Begin Passage shown

Lots of people were working for change in Oakland. There were freedom schools, summer work projects, and labor projects. The issue that got traction in our efforts was beautification. It may not seem radical, but responding to the way the city was tearing down fences and ruining people’s gardens at Peralta Villa Public Housing without notice or community input, was about letting the people decide, a major SDS principle. The Peralta Villa folks were pissed off, and they let the city know about it. The fence removal was halted, a small but significant victory.

A mostly white group of Berkeley students organizing in a poor black community did not bring us far on the road to a revolution. Perhaps the biggest deterrent to sustained work by WOCP was the exploding growth of opposition to the Vietnam War. There was considerable anti-war activity on campus and energies were pulled in that direction.

To top it off, there were the troop trains, and the efforts by hundreds to stop them. During August there was a demonstration at the railroad tracks in Berkeley. My clearest memory of that day is a soldier’s face, probably a conscript, who was on the Union Pacific train from Fort Riley in Kansas, heading to the Oakland Army Terminal to be shipped off to Nam. He was at the window with a shaved head. His face was laughing yet somehow also fearful as he watched me take the picket sign I held and slap it against the window. “U.S. Out of Viet Nam!” I hope he made it back.

End Passage shown

# Problem set
**1)** Answer the following from the passage on Oakland organizing:
(a) At which public housing site was the city tearing down fences and ruining gardens?
(b) What does the passage name as perhaps the biggest deterrent to sustained work by WOCP?
(c) To what destination was the Union Pacific train from Fort Riley heading?
**2)** Repeat the part of the passage on Oakland organizing starting at "To top it off, there" and ending at "made it back.".

Begin Information shown

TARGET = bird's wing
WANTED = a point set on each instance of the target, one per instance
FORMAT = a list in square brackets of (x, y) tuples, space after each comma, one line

End Information shown

# Per-task answers
**1)**
(a) Peralta Villa Public Housing
(b) The exploding growth of opposition to the Vietnam War
(c) The Oakland Army Terminal

**2)**
To top it off, there were the troop trains, and the efforts by hundreds to stop them. During August there was a demonstration at the railroad tracks in Berkeley. My clearest memory of that day is a soldier’s face, probably a conscript, who was on the Union Pacific train from Fort Riley in Kansas, heading to the Oakland Army Terminal to be shipped off to Nam. He was at the window with a shaved head. His face was laughing yet somehow also fearful as he watched me take the picket sign I held and slap it against the window. “U.S. Out of Viet Nam!” I hope he made it back.